Render the lines below as a Markdown table, beginning with the line that contains "Identify every instance of the tire" and continuing through the line that contains "x=138 y=105". Use a Row column for the row number and a Line column for the line itself, and leave out any blank lines.

>>>

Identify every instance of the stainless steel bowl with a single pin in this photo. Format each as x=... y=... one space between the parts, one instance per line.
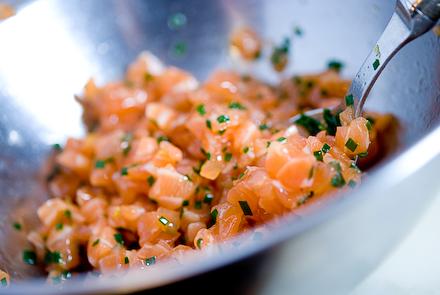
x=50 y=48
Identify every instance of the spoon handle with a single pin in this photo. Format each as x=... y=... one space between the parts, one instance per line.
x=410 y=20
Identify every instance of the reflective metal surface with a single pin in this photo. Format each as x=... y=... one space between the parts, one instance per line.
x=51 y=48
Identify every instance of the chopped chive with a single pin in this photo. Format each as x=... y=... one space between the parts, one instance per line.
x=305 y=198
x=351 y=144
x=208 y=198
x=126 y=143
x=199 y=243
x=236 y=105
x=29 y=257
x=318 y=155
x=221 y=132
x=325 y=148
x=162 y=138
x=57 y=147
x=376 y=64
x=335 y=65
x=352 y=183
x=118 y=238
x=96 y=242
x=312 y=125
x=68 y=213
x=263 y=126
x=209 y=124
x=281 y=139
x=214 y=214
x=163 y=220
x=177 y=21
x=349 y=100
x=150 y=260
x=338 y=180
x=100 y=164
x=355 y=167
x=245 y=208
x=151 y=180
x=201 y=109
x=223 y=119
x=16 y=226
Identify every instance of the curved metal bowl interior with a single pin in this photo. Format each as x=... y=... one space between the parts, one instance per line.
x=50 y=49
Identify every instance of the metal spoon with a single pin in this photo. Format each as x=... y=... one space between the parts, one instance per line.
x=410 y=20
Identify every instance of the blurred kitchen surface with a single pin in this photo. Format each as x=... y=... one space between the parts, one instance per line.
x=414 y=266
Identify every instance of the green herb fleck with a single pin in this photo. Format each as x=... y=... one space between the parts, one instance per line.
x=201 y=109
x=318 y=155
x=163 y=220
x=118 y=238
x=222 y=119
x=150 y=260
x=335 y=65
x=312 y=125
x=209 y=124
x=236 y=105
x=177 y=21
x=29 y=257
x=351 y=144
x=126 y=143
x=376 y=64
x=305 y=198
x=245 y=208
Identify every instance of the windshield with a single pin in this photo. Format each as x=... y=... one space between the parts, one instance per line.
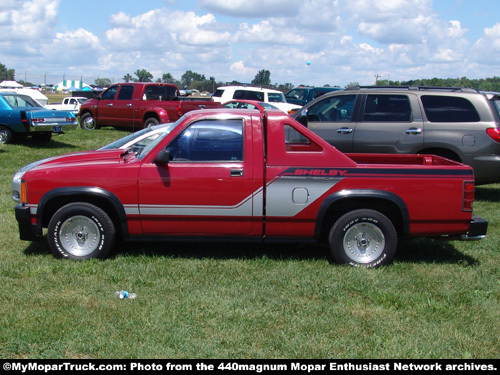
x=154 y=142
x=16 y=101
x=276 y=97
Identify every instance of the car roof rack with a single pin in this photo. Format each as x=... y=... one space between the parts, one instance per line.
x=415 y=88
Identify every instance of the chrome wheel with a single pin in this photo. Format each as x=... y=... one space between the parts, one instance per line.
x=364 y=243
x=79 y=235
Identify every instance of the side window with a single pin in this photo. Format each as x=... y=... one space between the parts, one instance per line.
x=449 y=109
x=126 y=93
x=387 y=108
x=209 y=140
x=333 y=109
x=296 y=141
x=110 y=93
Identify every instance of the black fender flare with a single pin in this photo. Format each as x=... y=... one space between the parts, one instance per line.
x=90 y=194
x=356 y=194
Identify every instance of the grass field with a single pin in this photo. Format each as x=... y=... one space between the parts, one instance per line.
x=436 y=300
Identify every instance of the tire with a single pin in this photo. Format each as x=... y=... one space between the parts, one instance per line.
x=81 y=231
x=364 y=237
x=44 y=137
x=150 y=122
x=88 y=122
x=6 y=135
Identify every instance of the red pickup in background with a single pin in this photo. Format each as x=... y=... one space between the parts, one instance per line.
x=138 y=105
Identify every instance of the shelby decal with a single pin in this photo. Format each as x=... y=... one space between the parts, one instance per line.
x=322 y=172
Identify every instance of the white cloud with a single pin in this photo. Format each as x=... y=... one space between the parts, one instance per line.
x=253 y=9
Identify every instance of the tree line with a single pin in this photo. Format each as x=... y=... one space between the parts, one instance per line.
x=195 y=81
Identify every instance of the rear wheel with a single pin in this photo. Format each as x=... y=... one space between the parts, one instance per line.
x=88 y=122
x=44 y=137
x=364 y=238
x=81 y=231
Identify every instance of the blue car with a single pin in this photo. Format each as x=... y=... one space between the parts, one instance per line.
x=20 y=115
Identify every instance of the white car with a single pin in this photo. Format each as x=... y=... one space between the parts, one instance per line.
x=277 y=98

<<<

**Exercise output**
| Row | Line |
|---|---|
| 1 | Identify every instance of the tire with a single pin in this photo. Format each as x=... y=... one space between the parts, one instance per line. |
| 2 | x=81 y=231 |
| 3 | x=364 y=237 |
| 4 | x=44 y=137 |
| 5 | x=150 y=122 |
| 6 | x=88 y=122 |
| 7 | x=6 y=135 |
| 8 | Identify every instance of the red pickup in background with a single pin in this photo. Format each as x=... y=... one space between the parts, one instance per line. |
| 9 | x=138 y=105 |